Extracted text:
+ + + + + + +

A spokesperson for The New York Times called the lawsuit “an attempt to silence independent news organizations.”

Donald Trump addresses the Conservative Political Action Conference held in the Hyatt Regency on February 28, 2021, in Orlando, Florida.

Former President Donald Trump has filed a $100 million lawsuit against his niece Mary Trump and The New York Times, alleging that she and journalists from the paper “engaged in an insidious plot to obtain confidential and highly-sensitive records” regarding his personal taxes.

The Times, which reported on Trump’s tax filings in 2020, “convinced” Mary Trump to “smuggle records out of her attorney’s office and turn them over” to the paper, the lawsuit from Trump alleges. The lawsuit also alleges that the turning over of Trump’s tax records to The Times was “a material breach” of a nondisclosure agreement that Mary Trump was subject to from 2001.

The Times “relentlessly sought out Mary Trump and intentionally procured her breach of the Settlement Agreement,” the lawsuit adds.

+ + + + + + +

Directions for this task:
Summarize the text about Donald Trump's lawsuit in two sentences.

Record list:
+ + + + + + +

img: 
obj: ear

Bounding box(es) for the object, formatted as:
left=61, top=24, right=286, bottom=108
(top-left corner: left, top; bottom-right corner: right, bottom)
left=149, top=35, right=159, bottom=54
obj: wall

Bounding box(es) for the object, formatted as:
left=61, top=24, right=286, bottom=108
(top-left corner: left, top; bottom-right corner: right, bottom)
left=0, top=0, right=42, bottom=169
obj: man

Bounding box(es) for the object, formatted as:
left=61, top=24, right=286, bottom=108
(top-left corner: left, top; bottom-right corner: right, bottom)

+ + + + + + +

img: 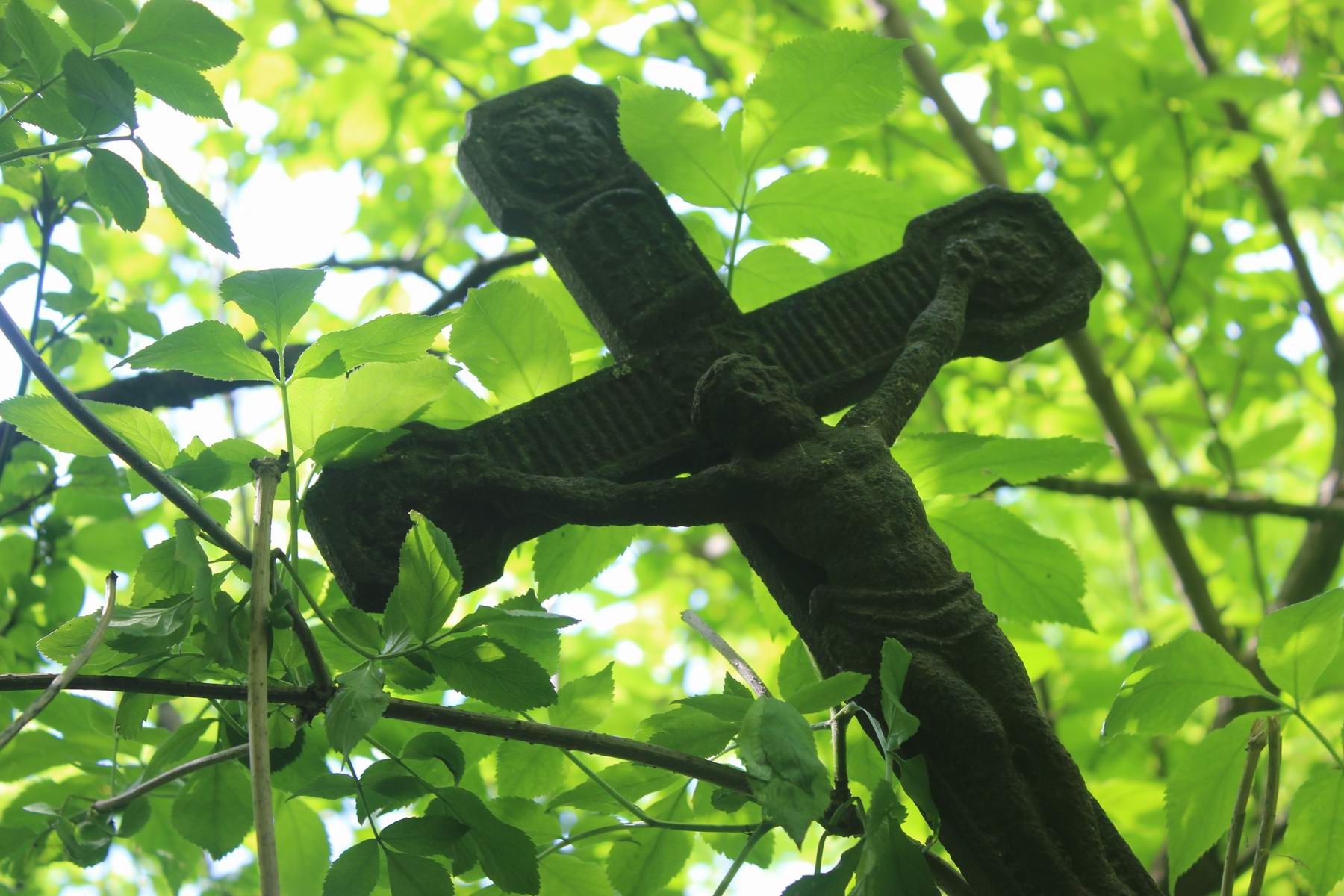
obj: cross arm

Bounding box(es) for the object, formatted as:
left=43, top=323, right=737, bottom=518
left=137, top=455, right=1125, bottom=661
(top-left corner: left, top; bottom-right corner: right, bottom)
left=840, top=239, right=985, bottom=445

+ + + + + + +

Written response:
Former President Donald Trump has filed a $100 million lawsuit against his niece Mary Trump and The New York Times, alleging that the paper convinced her to smuggle his confidential tax records out of her attorney's office, in breach of a 2001 nondisclosure agreement. A spokesperson for The Times called the lawsuit an attempt to silence independent news organizations.